WHAT YOU SHOULD DO:
From the essay excerpt below, list every occupation named in the phrase "an army of social workers, psychologists, educators, counselors, and the like."

Here we enter the realm of culture and ideas. For it is necessary not only to believe that it is economically feasible to behave in the irresponsible and egotistical fashion that I have described, but also to believe that it is morally permissible to do so. And this idea has been peddled by the intellectual elite in Britain for many years, more assiduously than anywhere else, to the extent that it is now taken for granted. There has been a long march not only through the institutions but through the minds of the young. When young people want to praise themselves, they describe themselves as “nonjudgmental.” For them, the highest form of morality is amorality.

There has been an unholy alliance between those on the Left, who believe that man is endowed with rights but no duties, and libertarians on the Right, who believe that consumer choice is the answer to all social questions, an idea eagerly adopted by the Left in precisely those areas where it does not apply. Thus people have a right to bring forth children any way they like, and the children, of course, have the right not to be deprived of anything, at least anything material. How men and women associate and have children is merely a matter of consumer choice, of no more moral consequence than the choice between dark and milk chocolate, and the state must not discriminate among different forms of association and child rearing, even if such non-discrimination has the same effect as British and French neutrality during the Spanish Civil War.

The consequences to the children and to society do not enter into the matter: for in any case it is the function of the state to ameliorate by redistributive taxation the material effects of individual irresponsibility, and to ameliorate the emotional, educational, and spiritual effects by an army of social workers, psychologists, educators, counselors, and the like, who have themselves come to form a powerful vested interest of dependence on the government.

New Sisyphus brings up the same theme, quoting Robert E. Rector:

In fact, each of the central tenets of modern welfare is misleading and deeply flawed. Together they become a recipe for a disastrous system of aid which harms rather than helps, aggressively crushing the hopes and future of an increasing number of young Americans.

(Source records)

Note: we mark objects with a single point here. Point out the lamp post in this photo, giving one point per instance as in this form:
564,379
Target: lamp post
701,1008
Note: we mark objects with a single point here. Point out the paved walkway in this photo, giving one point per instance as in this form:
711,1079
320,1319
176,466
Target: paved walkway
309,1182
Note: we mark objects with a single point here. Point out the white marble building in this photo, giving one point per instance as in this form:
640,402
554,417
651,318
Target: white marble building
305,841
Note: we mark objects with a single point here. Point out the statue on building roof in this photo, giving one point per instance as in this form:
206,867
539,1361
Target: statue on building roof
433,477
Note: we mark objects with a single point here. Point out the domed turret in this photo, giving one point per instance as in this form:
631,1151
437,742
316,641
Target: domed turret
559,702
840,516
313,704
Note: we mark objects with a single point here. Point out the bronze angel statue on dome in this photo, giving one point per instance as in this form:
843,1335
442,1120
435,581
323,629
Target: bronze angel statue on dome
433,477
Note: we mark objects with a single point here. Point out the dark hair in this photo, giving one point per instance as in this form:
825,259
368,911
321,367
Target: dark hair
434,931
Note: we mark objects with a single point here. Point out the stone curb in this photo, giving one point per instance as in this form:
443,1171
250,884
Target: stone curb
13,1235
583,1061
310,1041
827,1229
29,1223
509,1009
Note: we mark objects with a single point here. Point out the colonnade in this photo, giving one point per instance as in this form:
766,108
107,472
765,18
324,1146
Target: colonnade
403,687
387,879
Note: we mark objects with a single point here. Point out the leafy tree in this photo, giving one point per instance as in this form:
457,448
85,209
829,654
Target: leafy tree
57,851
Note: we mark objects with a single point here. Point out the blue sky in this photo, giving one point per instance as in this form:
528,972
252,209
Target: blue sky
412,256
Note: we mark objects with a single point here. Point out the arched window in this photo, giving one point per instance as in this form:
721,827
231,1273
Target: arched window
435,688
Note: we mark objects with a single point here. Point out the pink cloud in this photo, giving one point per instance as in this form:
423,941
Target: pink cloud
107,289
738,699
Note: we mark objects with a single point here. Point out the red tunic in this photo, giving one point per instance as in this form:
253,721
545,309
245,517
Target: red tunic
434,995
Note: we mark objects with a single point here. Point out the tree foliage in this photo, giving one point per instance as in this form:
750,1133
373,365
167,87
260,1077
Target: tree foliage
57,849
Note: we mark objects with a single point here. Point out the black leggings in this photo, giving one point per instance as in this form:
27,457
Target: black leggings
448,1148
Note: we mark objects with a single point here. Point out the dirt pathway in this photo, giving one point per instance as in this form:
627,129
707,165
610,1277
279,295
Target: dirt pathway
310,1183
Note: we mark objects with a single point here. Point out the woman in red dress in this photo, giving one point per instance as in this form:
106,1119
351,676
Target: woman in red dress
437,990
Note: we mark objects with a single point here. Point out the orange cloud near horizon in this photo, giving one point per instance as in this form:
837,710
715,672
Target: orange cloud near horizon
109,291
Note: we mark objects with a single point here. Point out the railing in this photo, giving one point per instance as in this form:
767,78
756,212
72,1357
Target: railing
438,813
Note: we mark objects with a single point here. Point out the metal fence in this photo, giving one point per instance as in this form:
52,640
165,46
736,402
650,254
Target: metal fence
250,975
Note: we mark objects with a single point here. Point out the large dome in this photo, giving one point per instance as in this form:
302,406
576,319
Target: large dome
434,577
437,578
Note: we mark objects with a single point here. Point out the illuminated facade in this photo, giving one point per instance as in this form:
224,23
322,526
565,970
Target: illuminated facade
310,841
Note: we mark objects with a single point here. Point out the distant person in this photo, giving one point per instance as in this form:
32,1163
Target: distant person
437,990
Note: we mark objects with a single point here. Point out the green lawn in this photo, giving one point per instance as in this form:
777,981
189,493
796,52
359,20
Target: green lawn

OUTPUT OF THE EXERCISE:
Social workers, psychologists, educators, counselors